Could you give the entries again, exactly as written?

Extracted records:

-*-

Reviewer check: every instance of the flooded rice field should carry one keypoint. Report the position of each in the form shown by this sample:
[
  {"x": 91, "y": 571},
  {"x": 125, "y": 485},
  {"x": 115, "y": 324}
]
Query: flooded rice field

-*-

### Answer below
Reviewer check: every instance of the flooded rice field should carry one keypoint. Report the position of each in the form shown by this sample:
[
  {"x": 91, "y": 571},
  {"x": 125, "y": 485},
  {"x": 115, "y": 324}
]
Query: flooded rice field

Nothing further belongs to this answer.